[Records excerpted from a collection]
....

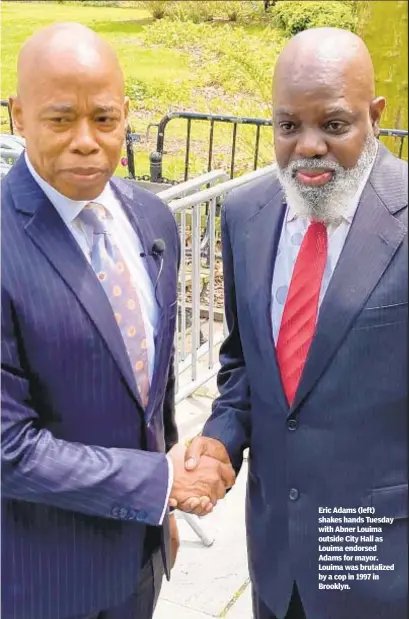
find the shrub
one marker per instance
(191, 10)
(293, 17)
(157, 8)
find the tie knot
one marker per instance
(95, 216)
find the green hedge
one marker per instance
(293, 17)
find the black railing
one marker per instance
(207, 154)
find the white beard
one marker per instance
(330, 202)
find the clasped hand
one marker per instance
(201, 475)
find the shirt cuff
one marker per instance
(170, 484)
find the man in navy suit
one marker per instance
(89, 289)
(313, 371)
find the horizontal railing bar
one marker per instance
(192, 184)
(220, 189)
(201, 352)
(190, 388)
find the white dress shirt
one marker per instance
(292, 234)
(126, 238)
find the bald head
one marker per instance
(64, 48)
(327, 55)
(71, 108)
(325, 117)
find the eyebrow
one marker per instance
(67, 109)
(328, 112)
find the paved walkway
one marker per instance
(213, 581)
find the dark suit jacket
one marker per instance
(343, 441)
(84, 475)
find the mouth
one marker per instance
(84, 175)
(314, 177)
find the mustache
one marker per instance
(317, 164)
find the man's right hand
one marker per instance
(201, 448)
(204, 484)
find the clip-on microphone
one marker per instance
(157, 250)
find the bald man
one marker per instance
(89, 290)
(313, 371)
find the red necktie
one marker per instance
(301, 308)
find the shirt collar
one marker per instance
(353, 204)
(69, 209)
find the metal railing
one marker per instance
(208, 153)
(197, 360)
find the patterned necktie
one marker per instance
(113, 273)
(301, 307)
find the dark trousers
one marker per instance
(295, 609)
(141, 604)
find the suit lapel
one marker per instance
(144, 230)
(262, 238)
(49, 233)
(373, 239)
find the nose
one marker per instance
(84, 141)
(311, 144)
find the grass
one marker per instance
(161, 77)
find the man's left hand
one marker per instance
(174, 539)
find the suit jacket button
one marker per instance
(141, 516)
(294, 494)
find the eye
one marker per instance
(105, 120)
(335, 126)
(60, 120)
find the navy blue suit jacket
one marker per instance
(84, 474)
(343, 442)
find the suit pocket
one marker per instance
(391, 501)
(382, 316)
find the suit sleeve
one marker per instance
(230, 421)
(36, 466)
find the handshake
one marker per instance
(202, 473)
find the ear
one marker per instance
(375, 110)
(17, 114)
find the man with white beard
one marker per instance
(313, 370)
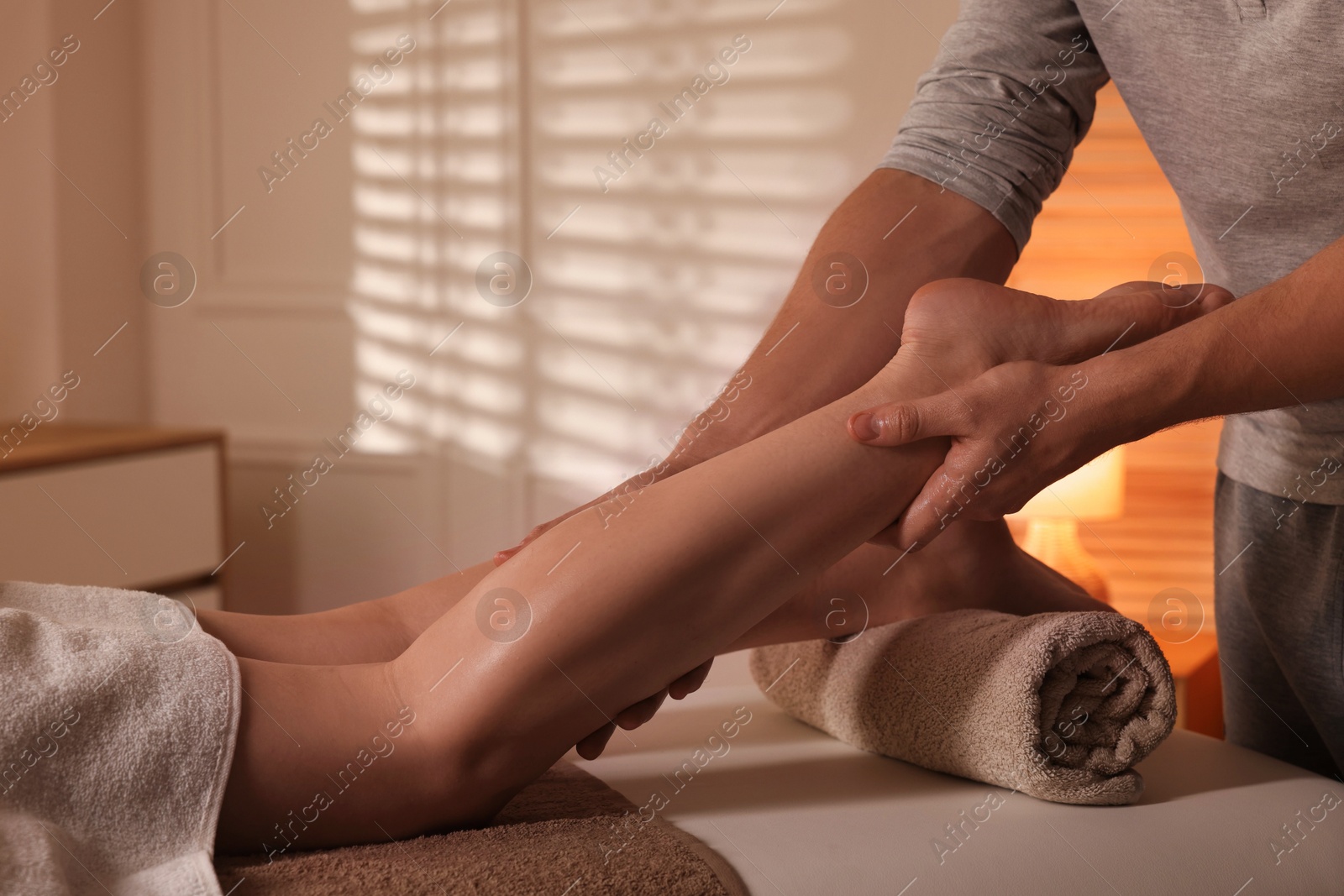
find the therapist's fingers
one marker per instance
(638, 714)
(593, 746)
(691, 681)
(905, 422)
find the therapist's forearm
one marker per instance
(1277, 347)
(812, 352)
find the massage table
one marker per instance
(796, 812)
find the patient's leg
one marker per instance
(685, 571)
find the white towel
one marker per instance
(116, 739)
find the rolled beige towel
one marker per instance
(1058, 705)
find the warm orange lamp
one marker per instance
(1092, 493)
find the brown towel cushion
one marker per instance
(568, 826)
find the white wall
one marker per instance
(363, 258)
(71, 222)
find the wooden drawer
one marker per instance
(134, 521)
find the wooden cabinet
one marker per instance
(121, 506)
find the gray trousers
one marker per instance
(1280, 607)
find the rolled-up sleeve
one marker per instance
(998, 116)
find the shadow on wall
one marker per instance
(655, 172)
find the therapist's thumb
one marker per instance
(905, 422)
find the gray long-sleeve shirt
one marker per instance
(1241, 101)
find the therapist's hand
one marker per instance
(1019, 426)
(1015, 429)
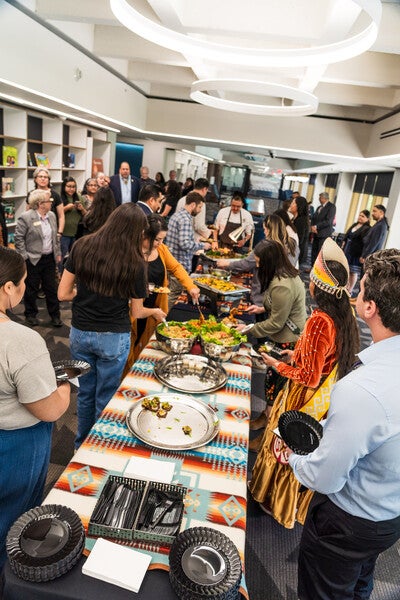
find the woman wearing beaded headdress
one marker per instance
(325, 351)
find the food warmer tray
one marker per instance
(191, 373)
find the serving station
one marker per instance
(208, 450)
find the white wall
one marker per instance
(34, 57)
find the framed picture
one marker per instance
(42, 160)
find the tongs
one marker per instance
(201, 318)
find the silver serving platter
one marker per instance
(166, 433)
(191, 373)
(239, 289)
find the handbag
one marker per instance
(316, 407)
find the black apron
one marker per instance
(224, 239)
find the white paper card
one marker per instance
(117, 564)
(150, 469)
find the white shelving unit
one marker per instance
(31, 132)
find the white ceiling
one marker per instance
(365, 88)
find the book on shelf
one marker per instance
(42, 160)
(7, 186)
(9, 213)
(10, 156)
(97, 166)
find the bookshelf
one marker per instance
(68, 146)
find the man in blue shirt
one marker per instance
(180, 239)
(356, 469)
(125, 186)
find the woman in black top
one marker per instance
(299, 209)
(108, 269)
(172, 195)
(102, 206)
(353, 246)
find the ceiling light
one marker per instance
(252, 57)
(304, 102)
(197, 154)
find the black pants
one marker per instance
(338, 552)
(44, 272)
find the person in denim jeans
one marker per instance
(108, 269)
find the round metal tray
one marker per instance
(191, 373)
(166, 433)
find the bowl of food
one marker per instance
(221, 274)
(175, 337)
(220, 343)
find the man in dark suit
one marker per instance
(125, 187)
(150, 199)
(322, 224)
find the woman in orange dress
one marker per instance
(160, 262)
(325, 351)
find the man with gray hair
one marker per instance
(322, 224)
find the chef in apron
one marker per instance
(230, 219)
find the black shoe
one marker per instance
(32, 321)
(56, 322)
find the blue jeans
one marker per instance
(24, 460)
(106, 353)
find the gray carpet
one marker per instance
(271, 550)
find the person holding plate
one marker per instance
(30, 402)
(326, 351)
(284, 307)
(160, 263)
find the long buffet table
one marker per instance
(214, 475)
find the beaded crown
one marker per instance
(320, 273)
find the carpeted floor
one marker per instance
(271, 550)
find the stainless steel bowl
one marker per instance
(221, 274)
(218, 351)
(174, 345)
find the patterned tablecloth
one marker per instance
(215, 474)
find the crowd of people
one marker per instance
(118, 242)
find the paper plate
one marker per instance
(204, 563)
(69, 369)
(45, 542)
(300, 432)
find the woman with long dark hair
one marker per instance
(299, 209)
(74, 209)
(101, 208)
(160, 263)
(284, 306)
(29, 402)
(109, 270)
(325, 351)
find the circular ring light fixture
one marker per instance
(253, 57)
(305, 103)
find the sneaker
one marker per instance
(56, 322)
(32, 321)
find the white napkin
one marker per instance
(117, 564)
(150, 469)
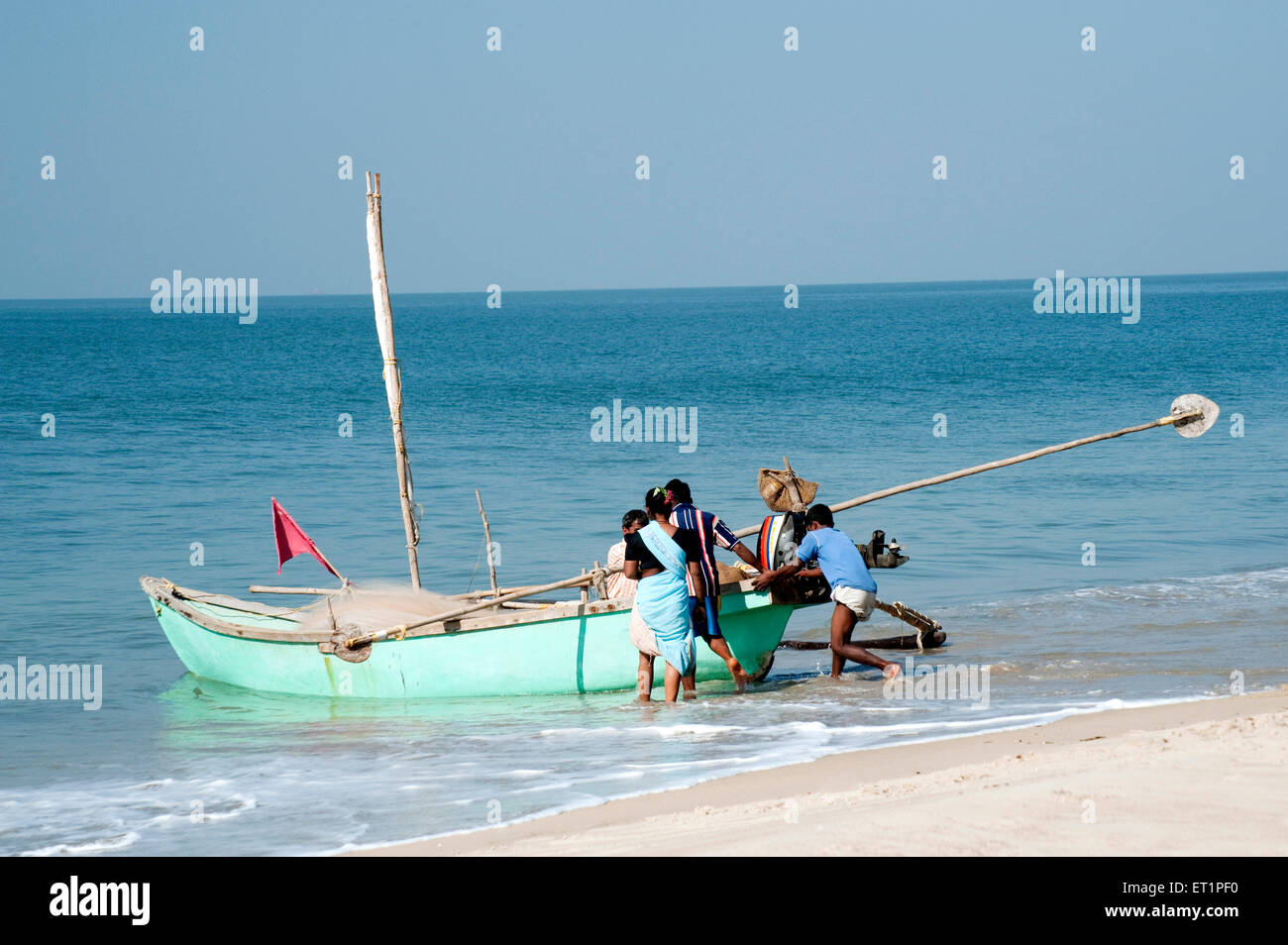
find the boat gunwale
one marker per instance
(181, 600)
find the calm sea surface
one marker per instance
(178, 429)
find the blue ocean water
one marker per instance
(172, 430)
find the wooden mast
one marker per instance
(393, 377)
(487, 537)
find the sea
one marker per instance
(1136, 571)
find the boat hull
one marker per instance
(583, 653)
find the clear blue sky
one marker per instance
(519, 166)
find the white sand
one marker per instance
(1198, 778)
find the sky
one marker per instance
(518, 166)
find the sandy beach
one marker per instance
(1196, 778)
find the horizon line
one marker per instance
(655, 288)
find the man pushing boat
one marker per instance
(853, 587)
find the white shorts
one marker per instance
(859, 601)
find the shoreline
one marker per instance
(1149, 778)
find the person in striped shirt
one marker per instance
(711, 531)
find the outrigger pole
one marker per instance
(393, 376)
(1192, 416)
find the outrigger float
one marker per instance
(501, 643)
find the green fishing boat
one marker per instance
(568, 647)
(513, 641)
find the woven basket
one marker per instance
(786, 492)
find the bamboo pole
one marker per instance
(1000, 464)
(393, 377)
(399, 631)
(487, 536)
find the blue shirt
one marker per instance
(840, 561)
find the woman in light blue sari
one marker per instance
(658, 555)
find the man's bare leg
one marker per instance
(691, 682)
(721, 649)
(644, 679)
(673, 682)
(842, 627)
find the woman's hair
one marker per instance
(820, 514)
(658, 501)
(632, 516)
(681, 490)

....

### Task statement
Reproduce all of the entries word for word, skipping any pictures they hold.

### Task result
find the shrub
one marker per instance
(191, 10)
(293, 17)
(157, 8)
find the tie knot
one marker per instance
(95, 216)
find the green hedge
one marker per instance
(293, 17)
find the black railing
one marker per instance
(207, 154)
find the white beard
one marker per instance
(330, 202)
find the clasped hand
one marker per instance
(201, 475)
find the shirt cuff
one marker per instance
(170, 484)
find the man in navy suit
one marker per instance
(89, 289)
(313, 371)
find the horizontal railing bar
one marker per instance
(192, 184)
(220, 189)
(201, 352)
(190, 388)
find the white dress shirt
one marker per instance
(292, 234)
(126, 238)
find the bald head
one marker per instance
(64, 48)
(327, 55)
(71, 108)
(325, 117)
find the eyebrow
one marker per instance
(67, 109)
(328, 112)
find the paved walkway
one marker per instance
(213, 581)
find the dark suit jacket
one marker per instance
(343, 441)
(84, 475)
find the mouth
one marker per instance
(84, 175)
(314, 177)
find the mustache
one marker per instance
(317, 164)
find the man's right hand
one marker per instance
(201, 448)
(204, 484)
find the clip-on microphone
one marker per instance
(157, 250)
find the bald man
one marker per instance
(89, 290)
(313, 371)
find the red necktie
one marker per instance
(301, 308)
find the shirt collar
one marker per instance
(353, 204)
(69, 209)
find the metal railing
one marker per instance
(208, 153)
(197, 360)
find the patterned necktie
one marker per instance
(113, 273)
(301, 307)
find the dark trousers
one marker per instance
(295, 609)
(141, 604)
find the suit lapel
one marker per instance
(144, 230)
(262, 238)
(49, 233)
(373, 239)
find the nose
one marker per instance
(84, 141)
(311, 144)
find the grass
one marker per instance
(161, 77)
find the man's left hand
one marker per instance
(174, 539)
find the suit jacket button
one marker per instance
(141, 516)
(294, 494)
find the eye
one marker per instance
(105, 120)
(335, 126)
(60, 120)
find the navy blue suit jacket
one marker per instance
(84, 474)
(343, 442)
find the suit pocket
one marker per instance
(391, 501)
(382, 316)
find the suit sleeve
one marker per instance
(230, 421)
(36, 466)
find the handshake
one marker per instance
(202, 473)
find the ear
one marker per instance
(375, 110)
(17, 114)
find the man with white beard
one marker per instance
(313, 370)
find the therapist's fingers
one marker per instance
(638, 714)
(593, 746)
(691, 681)
(905, 422)
find the therapist's forearm
one marker per instance
(1277, 347)
(812, 352)
find the massage table
one marker per instance
(796, 812)
find the patient's leg
one marker per instance
(685, 571)
find the white towel
one marker per instance
(116, 739)
find the rolled beige towel
one marker per instance
(1058, 705)
find the warm orange lamp
one marker per instance
(1092, 493)
find the brown towel cushion
one marker per instance
(568, 826)
find the white wall
one marker per instance
(363, 258)
(71, 222)
find the wooden drawer
one marker per instance
(134, 521)
find the wooden cabinet
one marker per instance
(121, 506)
find the gray trousers
one marker per instance
(1280, 607)
find the rolled-up sleeve
one marker per instance
(998, 116)
find the shadow on wall
one marker per instance
(655, 172)
find the therapist's thumb
one marker per instance
(905, 422)
find the gray long-sleeve shirt
one marker per instance
(1241, 101)
find the therapist's hand
one marker per instance
(1019, 426)
(1015, 429)
find the woman wearing beaded headdress
one marker per instance
(325, 351)
find the food warmer tray
one marker per instance
(191, 373)
find the serving station
one marker per instance
(208, 450)
find the white wall
one marker per instance
(34, 57)
find the framed picture
one marker per instance
(42, 160)
find the tongs
one marker per instance
(201, 318)
find the silver serving platter
one marker per instance
(166, 433)
(191, 373)
(239, 289)
find the handbag
one marker per instance
(316, 407)
find the black apron
one marker per instance
(224, 239)
find the white paper card
one marker per instance
(117, 564)
(150, 469)
find the white shelving unit
one marker per instance
(31, 132)
find the white ceiling
one marker per instance
(365, 88)
find the book on shelf
one marker per instance
(42, 160)
(7, 186)
(9, 213)
(10, 156)
(97, 166)
find the bookshelf
one marker per instance
(68, 146)
find the man in blue shirt
one marker per instance
(180, 239)
(356, 469)
(125, 186)
find the woman in black top
one marker per instance
(299, 209)
(108, 269)
(172, 195)
(102, 206)
(353, 246)
find the ceiling light
one marker per instance
(252, 57)
(304, 102)
(197, 154)
find the black pants
one marker per instance
(338, 552)
(44, 272)
find the person in denim jeans
one marker per instance
(108, 269)
find the round metal tray
one marker per instance
(191, 373)
(166, 433)
find the bowl of food
one marker per instance
(221, 274)
(175, 337)
(220, 343)
find the man in dark suit
one marker per instance
(125, 187)
(150, 199)
(322, 224)
find the woman in orange dress
one marker per instance
(160, 262)
(325, 351)
find the man with gray hair
one marker per instance
(322, 224)
find the chef in apron
one marker per instance
(230, 219)
find the black shoe
one marker per instance
(32, 321)
(56, 322)
find the blue jeans
one marker per instance
(24, 460)
(106, 353)
find the gray carpet
one marker per instance
(271, 550)
find the person holding plate
one marker per instance
(30, 402)
(326, 351)
(284, 307)
(160, 263)
find the long buffet table
one marker per instance
(214, 475)
find the beaded crown
one marker per instance
(320, 273)
find the carpeted floor
one marker per instance
(271, 550)
find the stainless steel bowl
one marker per instance
(221, 274)
(218, 351)
(174, 345)
find the patterned tablecloth
one marker per instance
(215, 474)
find the crowd of people
one marker per instance
(118, 242)
find the paper plate
one marker per instance
(204, 563)
(69, 369)
(45, 542)
(300, 432)
find the woman with long dark hair
one marker per instance
(299, 209)
(74, 209)
(101, 208)
(160, 263)
(284, 306)
(29, 402)
(109, 270)
(325, 351)
find the circular ring light fixture
one marker per instance
(253, 57)
(305, 103)
find the sneaker
one marker per instance
(56, 322)
(32, 321)
find the white napkin
one marker per instance
(117, 564)
(150, 469)
find the boat gunwale
one marker per instance
(181, 600)
find the calm sea surface
one marker per instance
(178, 429)
find the blue ocean water
one marker per instance
(172, 430)
find the wooden mast
one marker per instance
(393, 377)
(487, 537)
find the sea
one marker per instance
(1136, 571)
find the boat hull
one marker per instance
(583, 653)
find the clear blue sky
one marker per instance
(519, 166)
find the white sand
one marker per instance
(1198, 778)
find the sky
one marker per instance
(518, 166)
find the sandy beach
one marker per instance
(1196, 778)
find the horizon line
one marker per instance
(655, 288)
find the man pushing boat
one marker per instance
(853, 587)
find the white shorts
one marker per instance
(859, 601)
find the shoreline
one marker per instance
(1149, 778)
find the person in striped shirt
one marker per instance
(711, 531)
find the outrigger pole
one marker per instance
(393, 376)
(1192, 416)
find the outrigger float
one marker per instance
(501, 643)
find the green fishing boat
one marker per instance
(568, 647)
(513, 641)
find the woven basket
one marker per instance
(786, 492)
find the bamboo pole
one marker per instance
(1000, 464)
(393, 377)
(399, 631)
(487, 536)
find the blue shirt
one marker per instance
(840, 561)
find the woman in light blue sari
one marker per instance
(658, 555)
find the man's bare leg
one marker per instance
(691, 682)
(721, 649)
(644, 679)
(673, 682)
(842, 627)
find the woman's hair
one marker per instance
(820, 514)
(658, 501)
(632, 516)
(681, 490)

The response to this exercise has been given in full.